-- START OF RECORDS FOR THE TASK --

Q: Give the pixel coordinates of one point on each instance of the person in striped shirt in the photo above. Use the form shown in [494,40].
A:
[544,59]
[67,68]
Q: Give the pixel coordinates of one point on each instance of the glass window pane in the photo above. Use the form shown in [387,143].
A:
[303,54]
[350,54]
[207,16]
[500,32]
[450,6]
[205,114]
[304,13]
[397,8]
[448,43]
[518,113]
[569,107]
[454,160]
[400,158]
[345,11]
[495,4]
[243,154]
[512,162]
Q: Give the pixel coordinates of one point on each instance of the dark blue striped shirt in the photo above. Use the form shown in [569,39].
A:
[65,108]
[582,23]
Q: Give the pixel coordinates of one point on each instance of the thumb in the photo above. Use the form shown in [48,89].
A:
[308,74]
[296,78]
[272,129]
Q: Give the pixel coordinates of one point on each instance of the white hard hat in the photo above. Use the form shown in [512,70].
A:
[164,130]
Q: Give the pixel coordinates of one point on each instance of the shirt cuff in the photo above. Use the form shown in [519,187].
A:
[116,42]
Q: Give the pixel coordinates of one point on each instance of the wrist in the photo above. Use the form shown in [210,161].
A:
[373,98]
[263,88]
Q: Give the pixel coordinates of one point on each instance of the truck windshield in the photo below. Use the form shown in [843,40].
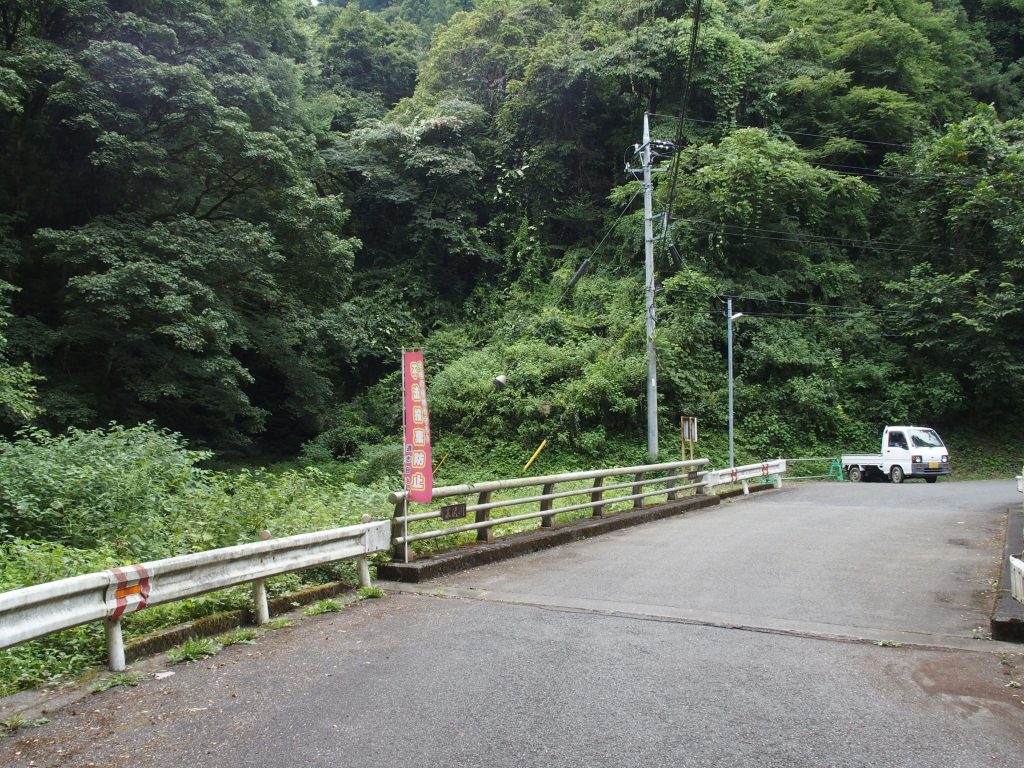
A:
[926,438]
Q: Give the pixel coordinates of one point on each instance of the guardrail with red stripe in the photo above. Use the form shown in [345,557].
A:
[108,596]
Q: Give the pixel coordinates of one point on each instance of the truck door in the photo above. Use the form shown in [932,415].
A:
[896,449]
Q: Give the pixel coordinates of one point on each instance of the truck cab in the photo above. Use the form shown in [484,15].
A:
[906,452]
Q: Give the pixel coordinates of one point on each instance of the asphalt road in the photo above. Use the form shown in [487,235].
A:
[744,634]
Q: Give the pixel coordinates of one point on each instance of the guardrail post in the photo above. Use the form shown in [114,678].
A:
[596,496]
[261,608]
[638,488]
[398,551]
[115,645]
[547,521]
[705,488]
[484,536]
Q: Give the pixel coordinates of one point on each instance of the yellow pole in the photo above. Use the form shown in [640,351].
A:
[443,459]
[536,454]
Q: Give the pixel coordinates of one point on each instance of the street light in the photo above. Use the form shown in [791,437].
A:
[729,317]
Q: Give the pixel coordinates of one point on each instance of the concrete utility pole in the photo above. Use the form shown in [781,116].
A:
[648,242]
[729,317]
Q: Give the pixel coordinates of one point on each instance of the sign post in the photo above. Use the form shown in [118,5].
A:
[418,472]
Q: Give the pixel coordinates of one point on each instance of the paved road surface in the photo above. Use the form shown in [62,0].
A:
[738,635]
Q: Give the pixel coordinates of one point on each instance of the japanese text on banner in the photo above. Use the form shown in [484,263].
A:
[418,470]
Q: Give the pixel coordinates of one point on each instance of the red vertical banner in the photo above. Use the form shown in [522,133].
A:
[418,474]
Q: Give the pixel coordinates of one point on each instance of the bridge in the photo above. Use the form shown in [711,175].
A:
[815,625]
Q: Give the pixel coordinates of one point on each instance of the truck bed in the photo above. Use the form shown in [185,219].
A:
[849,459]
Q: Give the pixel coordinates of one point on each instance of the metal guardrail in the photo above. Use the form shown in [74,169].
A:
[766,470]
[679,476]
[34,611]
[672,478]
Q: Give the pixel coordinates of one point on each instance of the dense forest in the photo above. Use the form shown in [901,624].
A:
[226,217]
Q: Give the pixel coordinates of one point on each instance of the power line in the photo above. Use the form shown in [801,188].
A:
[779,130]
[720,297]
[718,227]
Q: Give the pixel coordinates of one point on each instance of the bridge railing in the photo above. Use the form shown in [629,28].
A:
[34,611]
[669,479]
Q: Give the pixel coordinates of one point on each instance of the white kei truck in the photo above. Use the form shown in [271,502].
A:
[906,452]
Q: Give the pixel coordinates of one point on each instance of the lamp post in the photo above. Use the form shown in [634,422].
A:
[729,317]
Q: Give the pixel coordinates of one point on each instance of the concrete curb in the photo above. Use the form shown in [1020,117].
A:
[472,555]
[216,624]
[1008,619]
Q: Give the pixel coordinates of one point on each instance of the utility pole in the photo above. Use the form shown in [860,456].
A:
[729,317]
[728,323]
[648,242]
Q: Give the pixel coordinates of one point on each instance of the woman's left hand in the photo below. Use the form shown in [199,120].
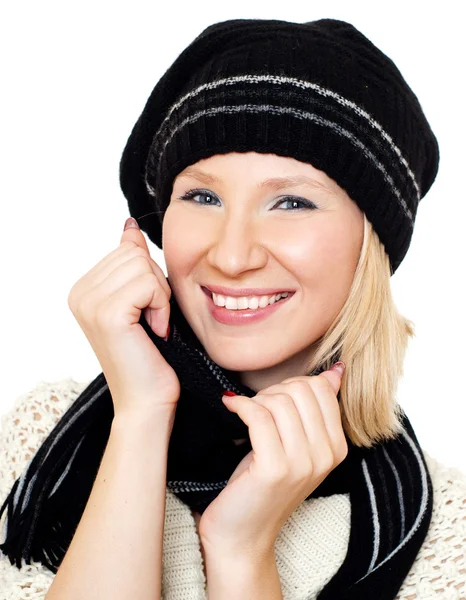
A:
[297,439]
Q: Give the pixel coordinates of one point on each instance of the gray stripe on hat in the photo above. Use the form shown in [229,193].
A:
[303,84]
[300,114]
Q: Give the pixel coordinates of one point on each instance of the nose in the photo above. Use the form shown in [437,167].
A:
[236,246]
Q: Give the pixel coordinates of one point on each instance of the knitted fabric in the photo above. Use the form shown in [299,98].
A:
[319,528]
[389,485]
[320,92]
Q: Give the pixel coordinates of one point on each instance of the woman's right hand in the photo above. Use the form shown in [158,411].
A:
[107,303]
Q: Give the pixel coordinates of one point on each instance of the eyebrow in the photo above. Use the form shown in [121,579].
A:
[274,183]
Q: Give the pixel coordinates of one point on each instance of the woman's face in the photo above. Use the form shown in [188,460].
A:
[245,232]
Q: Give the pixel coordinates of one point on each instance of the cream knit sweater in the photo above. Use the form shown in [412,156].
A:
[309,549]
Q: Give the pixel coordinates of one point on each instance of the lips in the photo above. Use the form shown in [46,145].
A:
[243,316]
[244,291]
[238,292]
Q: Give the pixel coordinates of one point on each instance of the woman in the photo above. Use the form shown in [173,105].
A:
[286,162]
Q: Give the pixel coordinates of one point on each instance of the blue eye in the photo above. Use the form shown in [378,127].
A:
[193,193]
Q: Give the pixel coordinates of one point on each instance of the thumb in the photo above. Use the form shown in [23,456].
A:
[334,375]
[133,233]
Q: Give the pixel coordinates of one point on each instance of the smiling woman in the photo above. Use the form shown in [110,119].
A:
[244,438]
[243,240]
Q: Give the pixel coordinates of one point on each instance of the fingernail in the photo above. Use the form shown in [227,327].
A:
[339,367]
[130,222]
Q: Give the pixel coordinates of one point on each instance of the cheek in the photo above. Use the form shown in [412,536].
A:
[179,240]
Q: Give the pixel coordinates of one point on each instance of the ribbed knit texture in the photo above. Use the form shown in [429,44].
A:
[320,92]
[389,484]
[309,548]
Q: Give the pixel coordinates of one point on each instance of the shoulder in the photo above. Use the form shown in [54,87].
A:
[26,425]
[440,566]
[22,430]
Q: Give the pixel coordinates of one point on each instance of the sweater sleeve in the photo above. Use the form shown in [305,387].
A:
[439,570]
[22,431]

-- END OF RECORDS FOR THE TASK --

**EXERCISE DETAILS:**
Restate the whole listing above exactly, please, omitting every image.

**RIGHT ANSWER:**
Q: Give the pixel coordinates of one point on each instance of the person in striped shirt in the photo above. Use the form shown in [494,40].
A:
[544,59]
[67,68]
Q: Give the pixel coordinates of one point on each instance of the glass window pane in the photo above. Use the form shown in [387,143].
A:
[303,54]
[350,54]
[207,16]
[500,32]
[450,6]
[205,114]
[304,13]
[397,8]
[448,43]
[518,113]
[569,107]
[454,160]
[400,158]
[345,11]
[495,4]
[243,154]
[512,162]
Q: Give the pixel coordinates of one point on each instance of the dark blue striped shirt in the photo above. Use the form shown in [569,39].
A:
[65,108]
[582,23]
Q: Give the pixel coordinates of one point on each instance of the thumb in the photo above. Use the form shown in [48,89].
A:
[308,74]
[296,78]
[272,129]
Q: Give the pixel coordinates of one point on each instance of the white hard hat in the photo above. Use the form shown in [512,70].
A:
[164,130]
Q: Give the pixel coordinates of one point on each instance of the shirt cuff in the photo above. Use the form shown in [519,187].
A:
[116,42]
Q: Give the pixel coordinates of one point on each instance of the wrist in the photo above. Use the form shown in [210,161].
A:
[373,98]
[263,88]
Q: Give the pixel coordinates of one point on each instance of the truck windshield in the photo below. Use the form shown in [843,40].
A:
[926,438]
Q: Give the pixel coordinates of one point on each instance of the guardrail with red stripe in the photo above. Use the form shown in [345,557].
A:
[108,596]
Q: Give the pixel coordinates of one point on each instance of the truck door in the photo above. Use the form shown in [932,415].
A:
[896,449]
Q: Give the pixel coordinates of one point on each instance of the truck cab in the photo above. Use the form shown in [484,15].
A:
[906,452]
Q: Give the pixel coordinates of one point on each instance of the asphalt road in the photo above. Use the form shown in [487,235].
A:
[744,634]
Q: Give the pixel coordinates of one point on each instance of the guardrail post in the photo above. Use the form shown in [114,678].
A:
[596,496]
[261,608]
[638,488]
[398,551]
[115,645]
[547,521]
[705,488]
[484,536]
Q: Give the pixel coordinates of one point on each instance of the yellow pole in the photo above. Use the form shown in [640,351].
A:
[443,459]
[536,454]
Q: Give the pixel coordinates of one point on each instance of the street light in the photo above. Use the form shown in [791,437].
A:
[729,317]
Q: Give the pixel coordinates of one point on each instance of the concrete utility pole in the photo above. Use the form shown in [781,116].
A:
[648,242]
[729,317]
Q: Give the pixel coordinates of one point on each instance of the sign post in the photo above. Use the form shown in [118,5].
A:
[418,472]
Q: Give the pixel coordinates of one point on each instance of the paved road surface in the photo above. Use the form shown in [62,0].
A:
[738,635]
Q: Give the pixel coordinates of one point on each instance of the japanese text on banner in the photo above. Use the form shown in [484,263].
A:
[418,470]
Q: Give the pixel coordinates of one point on each instance of the red vertical banner in the photo above. Use the form shown in [522,133].
A:
[418,474]
Q: Give the pixel coordinates of one point on each instance of the bridge in the photo above. Use the form shown in [711,175].
A:
[815,625]
Q: Give the pixel coordinates of one point on each instance of the truck bed in the photo above. Use the form shown in [185,219].
A:
[849,459]
Q: Give the pixel coordinates of one point on each instance of the metal guardrail in the photo above. Use the form shown in [74,169].
A:
[766,470]
[679,476]
[34,611]
[672,478]
Q: Give the pixel coordinates of one point on each instance of the dense forest in the photo above. Use the form shown in [901,624].
A:
[226,217]
Q: Give the pixel coordinates of one point on each instance of the power line in the photo above. Use the form shown in [801,188].
A:
[779,130]
[720,297]
[718,227]
Q: Give the pixel coordinates of one point on each instance of the bridge railing in the photo above. Use the form shown in [629,28].
A:
[34,611]
[669,479]
Q: Give the pixel coordinates of one point on each instance of the white kei truck in the photo above. Use the form shown in [271,502].
A:
[906,452]
Q: Give the pixel coordinates of one point on each instance of the lamp post in the photo above. Use the form shown in [634,422].
A:
[729,317]
Q: Give the pixel coordinates of one point on each instance of the concrete curb in the photo above. Use the form shown in [1020,117].
A:
[472,555]
[216,624]
[1008,619]
Q: Give the pixel coordinates of one point on each instance of the utility pole in the photo above. Use the form shown in [860,456].
A:
[729,317]
[728,323]
[648,242]
Q: Give the pixel coordinates of one point on each instance of the woman's left hand in the photo below. Use the form shown in [199,120].
A:
[297,439]
Q: Give the pixel coordinates of one point on each instance of the gray stripe on hat in the photo above. Use the form shown in [229,193].
A:
[303,84]
[300,114]
Q: Give the pixel coordinates of one point on each instance of the nose in the photo above. Use the form shown in [437,167].
A:
[236,246]
Q: Give the pixel coordinates of one point on each instance of the knitted fabric in the photo above. Use the form shown in [299,98].
A:
[319,528]
[389,485]
[320,92]
Q: Give the pixel coordinates of one point on each instance of the woman's right hand in the photo above. Use the form shown in [158,411].
A:
[107,303]
Q: Give the pixel coordinates of one point on each instance of the eyebrow in the photo above. Use the form shown in [121,579].
A:
[274,183]
Q: Give the pixel coordinates of one point on each instance of the woman's face in the photo above. Use the form shown in [188,460].
A:
[245,232]
Q: Give the pixel coordinates of one point on each instance of the cream knit sweater in the photo above. Use the form shown in [412,156].
A:
[309,549]
Q: Give the pixel coordinates of one point on each instance of the lips in the photo above. Use the form shown in [46,145].
A:
[243,316]
[244,291]
[238,292]
Q: Give the pixel coordinates of one point on each instance of the woman in the photo above. Use the form shown in [173,105].
A:
[286,162]
Q: Give the pixel coordinates of one point on each instance of the blue eye in the photo above. Use the form shown in [378,127].
A:
[193,193]
Q: Give the pixel coordinates of one point on each instance of the thumb in the photo above. Use the form shown in [23,456].
A:
[334,375]
[133,233]
Q: Give the pixel coordinates of one point on each instance of the smiling woman in the photo above. Use the form shown in [110,119].
A:
[244,438]
[243,240]
Q: Give the pixel coordinates of one point on each instance of the fingernail in the photo above. Use the form shown in [227,327].
A:
[339,367]
[130,222]
Q: Give the pixel coordinates of one point on each instance of the cheek in the photo above. Use the form shown in [412,536].
A:
[179,240]
Q: Give the pixel coordinates of one point on each instance of the ribbed knit texture in the photo above. Use the form shown in [429,44].
A:
[320,92]
[389,484]
[309,548]
Q: Give the pixel coordinates of one point on each instance of the shoulder in the photo above. Use the form shown in [54,87].
A:
[26,425]
[440,566]
[22,430]
Q: Give the pixel coordinates of one point on each instance of the sweater sleeve in the photo above. Use the form shown in [305,387].
A:
[439,570]
[22,431]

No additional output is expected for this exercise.